Page extract.
........

The Repurchase Programme commenced on 27 June 2022 and, since inception, the Repurchase Programme has continued to create significant value for both the Naspers and Prosus shareholders and as at 31 March 2023, resulted in a c. 18% reduction in the discount to NAV at a Naspers level and c. 16% at a Prosus level, unlocking c. US$29 billion of value.
The Repurchase Programme is operating at both a Prosus and Naspers level to ensure that the Naspers Free-Float Effective Economic Interest and the Prosus Free-Float Effective Economic Interest (as defined below), remain in balance over time.
As the Repurchase Programme at the Naspers level is being implemented through acquisitions by one of its South African subsidiaries, there is, however, a limit under the South African Companies Act, 71 of 2008, as to the amount of Naspers shares that can be acquired in this manner pursuant to the Repurchase Programme. The Proposed Transaction will remove this limitation and enable the Repurchase Programme to continue at the Naspers level. This limitation does not apply to the Repurchase Programme at the Prosus level, which continues.
In addition, in August 2021 Naspers and Prosus completed an exchange offer in which Prosus issued new Prosus ordinary shares N (Prosus Ordinary Shares N) to the holders (Naspers N Shareholders or Naspers Free-Float Shareholders) of Naspers N ordinary shares (Naspers N Ordinary Shares) that accepted such exchange offer, in exchange for acquiring their Naspers N Ordinary Shares (the Exchange Offer).
The core objective of the Exchange Offer was to further reduce the oversized weight of Naspers in the Shareholder Weighted Index of the Johannesburg Stock Exchange (the JSE SWIX). Naspers was around 23% of the JSE SWIX immediately prior to the implementation of the Exchange Offer.

........

Information supplied.

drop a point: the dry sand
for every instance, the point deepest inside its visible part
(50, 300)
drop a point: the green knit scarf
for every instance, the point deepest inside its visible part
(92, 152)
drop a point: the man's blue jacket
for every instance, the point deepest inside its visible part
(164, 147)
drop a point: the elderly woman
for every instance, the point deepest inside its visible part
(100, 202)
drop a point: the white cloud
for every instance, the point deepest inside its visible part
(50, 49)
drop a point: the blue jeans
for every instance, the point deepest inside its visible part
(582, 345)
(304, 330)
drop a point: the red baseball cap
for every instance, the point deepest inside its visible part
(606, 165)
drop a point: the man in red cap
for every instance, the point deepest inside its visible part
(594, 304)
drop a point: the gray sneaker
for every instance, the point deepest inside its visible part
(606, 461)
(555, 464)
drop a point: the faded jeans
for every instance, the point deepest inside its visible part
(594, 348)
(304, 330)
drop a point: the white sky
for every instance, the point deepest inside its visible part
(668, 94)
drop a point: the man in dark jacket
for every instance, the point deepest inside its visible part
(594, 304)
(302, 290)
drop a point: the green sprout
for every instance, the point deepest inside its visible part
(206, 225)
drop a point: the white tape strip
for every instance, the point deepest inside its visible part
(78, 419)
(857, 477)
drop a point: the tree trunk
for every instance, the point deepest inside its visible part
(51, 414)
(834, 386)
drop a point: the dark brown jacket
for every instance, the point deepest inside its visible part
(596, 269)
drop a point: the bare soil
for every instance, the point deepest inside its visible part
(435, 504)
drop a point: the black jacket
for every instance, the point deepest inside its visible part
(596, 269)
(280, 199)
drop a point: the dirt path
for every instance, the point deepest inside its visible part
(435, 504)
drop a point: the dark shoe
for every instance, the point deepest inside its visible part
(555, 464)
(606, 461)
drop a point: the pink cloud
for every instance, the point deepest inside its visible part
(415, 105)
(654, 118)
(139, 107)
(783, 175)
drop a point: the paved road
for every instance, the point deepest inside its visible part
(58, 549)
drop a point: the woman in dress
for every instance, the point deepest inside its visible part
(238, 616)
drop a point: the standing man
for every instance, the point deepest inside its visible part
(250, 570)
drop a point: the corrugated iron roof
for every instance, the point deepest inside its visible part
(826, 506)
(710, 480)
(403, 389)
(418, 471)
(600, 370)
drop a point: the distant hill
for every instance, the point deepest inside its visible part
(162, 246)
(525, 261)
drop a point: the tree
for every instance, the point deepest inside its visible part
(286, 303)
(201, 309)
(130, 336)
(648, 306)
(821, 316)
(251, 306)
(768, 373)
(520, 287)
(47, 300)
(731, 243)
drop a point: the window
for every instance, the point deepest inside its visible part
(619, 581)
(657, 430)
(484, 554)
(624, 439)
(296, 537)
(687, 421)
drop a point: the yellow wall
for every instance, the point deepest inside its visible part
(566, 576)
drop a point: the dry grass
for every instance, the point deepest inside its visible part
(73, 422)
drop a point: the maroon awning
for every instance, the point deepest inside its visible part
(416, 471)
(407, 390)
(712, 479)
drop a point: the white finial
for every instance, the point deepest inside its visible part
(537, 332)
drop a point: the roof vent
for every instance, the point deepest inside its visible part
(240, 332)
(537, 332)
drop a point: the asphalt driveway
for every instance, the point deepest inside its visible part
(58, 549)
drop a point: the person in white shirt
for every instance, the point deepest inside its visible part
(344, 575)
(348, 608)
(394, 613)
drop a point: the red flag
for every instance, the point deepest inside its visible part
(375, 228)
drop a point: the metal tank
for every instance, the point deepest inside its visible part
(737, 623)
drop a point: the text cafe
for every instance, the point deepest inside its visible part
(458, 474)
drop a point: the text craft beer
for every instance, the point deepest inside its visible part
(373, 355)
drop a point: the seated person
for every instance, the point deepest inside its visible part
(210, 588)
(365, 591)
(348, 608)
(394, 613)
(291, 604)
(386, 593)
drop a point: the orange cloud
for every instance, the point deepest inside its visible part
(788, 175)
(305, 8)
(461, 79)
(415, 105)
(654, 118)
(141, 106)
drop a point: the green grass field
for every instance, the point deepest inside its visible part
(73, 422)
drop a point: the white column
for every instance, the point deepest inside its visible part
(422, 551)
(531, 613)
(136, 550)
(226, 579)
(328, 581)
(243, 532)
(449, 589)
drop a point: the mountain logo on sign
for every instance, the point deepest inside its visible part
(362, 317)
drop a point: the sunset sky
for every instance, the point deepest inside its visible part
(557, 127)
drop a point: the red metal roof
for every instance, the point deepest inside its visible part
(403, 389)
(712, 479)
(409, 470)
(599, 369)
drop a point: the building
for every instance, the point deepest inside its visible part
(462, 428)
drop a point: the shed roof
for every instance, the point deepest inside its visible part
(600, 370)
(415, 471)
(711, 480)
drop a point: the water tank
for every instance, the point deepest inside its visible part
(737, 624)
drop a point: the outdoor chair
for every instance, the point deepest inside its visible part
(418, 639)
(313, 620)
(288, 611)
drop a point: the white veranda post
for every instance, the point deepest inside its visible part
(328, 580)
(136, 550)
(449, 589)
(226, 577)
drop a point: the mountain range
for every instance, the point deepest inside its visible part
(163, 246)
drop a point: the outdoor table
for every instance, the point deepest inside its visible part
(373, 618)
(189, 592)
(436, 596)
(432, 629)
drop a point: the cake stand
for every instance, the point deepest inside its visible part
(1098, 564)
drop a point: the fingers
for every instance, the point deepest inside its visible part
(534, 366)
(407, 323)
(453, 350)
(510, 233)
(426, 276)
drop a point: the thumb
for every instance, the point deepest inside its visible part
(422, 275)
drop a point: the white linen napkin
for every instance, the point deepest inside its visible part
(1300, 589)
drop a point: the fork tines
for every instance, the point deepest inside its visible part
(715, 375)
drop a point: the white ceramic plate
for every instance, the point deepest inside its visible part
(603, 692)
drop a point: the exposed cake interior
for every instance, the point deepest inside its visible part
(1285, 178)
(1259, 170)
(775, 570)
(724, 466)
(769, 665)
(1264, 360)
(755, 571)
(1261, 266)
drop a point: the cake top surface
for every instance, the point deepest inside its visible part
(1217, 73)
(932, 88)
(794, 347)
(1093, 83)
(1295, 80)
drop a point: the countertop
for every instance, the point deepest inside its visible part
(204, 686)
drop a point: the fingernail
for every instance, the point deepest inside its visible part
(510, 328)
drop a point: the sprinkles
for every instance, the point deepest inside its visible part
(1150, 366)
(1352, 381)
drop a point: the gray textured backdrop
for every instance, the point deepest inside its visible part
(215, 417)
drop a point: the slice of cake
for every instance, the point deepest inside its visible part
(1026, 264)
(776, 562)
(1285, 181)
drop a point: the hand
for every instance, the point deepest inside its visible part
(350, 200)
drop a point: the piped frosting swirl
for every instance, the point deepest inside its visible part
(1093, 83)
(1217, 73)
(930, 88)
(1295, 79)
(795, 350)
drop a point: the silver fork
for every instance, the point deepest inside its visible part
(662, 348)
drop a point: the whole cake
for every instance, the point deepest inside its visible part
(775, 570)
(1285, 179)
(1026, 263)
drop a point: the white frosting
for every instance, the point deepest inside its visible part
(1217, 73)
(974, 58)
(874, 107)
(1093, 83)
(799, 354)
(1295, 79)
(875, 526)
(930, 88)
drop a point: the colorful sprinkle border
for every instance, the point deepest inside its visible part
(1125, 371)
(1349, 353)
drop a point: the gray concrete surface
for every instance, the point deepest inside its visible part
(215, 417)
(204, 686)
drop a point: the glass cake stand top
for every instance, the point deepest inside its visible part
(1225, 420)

........

Short exercise. Please repeat the passage on the Naspers and Prosus Repurchase Programme above, word for word and in full.

Result of this exercise.
The Repurchase Programme commenced on 27 June 2022 and, since inception, the Repurchase Programme has continued to create significant value for both the Naspers and Prosus shareholders and as at 31 March 2023, resulted in a c. 18% reduction in the discount to NAV at a Naspers level and c. 16% at a Prosus level, unlocking c. US$29 billion of value.
The Repurchase Programme is operating at both a Prosus and Naspers level to ensure that the Naspers Free-Float Effective Economic Interest and the Prosus Free-Float Effective Economic Interest (as defined below), remain in balance over time.
As the Repurchase Programme at the Naspers level is being implemented through acquisitions by one of its South African subsidiaries, there is, however, a limit under the South African Companies Act, 71 of 2008, as to the amount of Naspers shares that can be acquired in this manner pursuant to the Repurchase Programme. The Proposed Transaction will remove this limitation and enable the Repurchase Programme to continue at the Naspers level. This limitation does not apply to the Repurchase Programme at the Prosus level, which continues.
In addition, in August 2021 Naspers and Prosus completed an exchange offer in which Prosus issued new Prosus ordinary shares N (Prosus Ordinary Shares N) to the holders (Naspers N Shareholders or Naspers Free-Float Shareholders) of Naspers N ordinary shares (Naspers N Ordinary Shares) that accepted such exchange offer, in exchange for acquiring their Naspers N Ordinary Shares (the Exchange Offer).
The core objective of the Exchange Offer was to further reduce the oversized weight of Naspers in the Shareholder Weighted Index of the Johannesburg Stock Exchange (the JSE SWIX). Naspers was around 23% of the JSE SWIX immediately prior to the implementation of the Exchange Offer.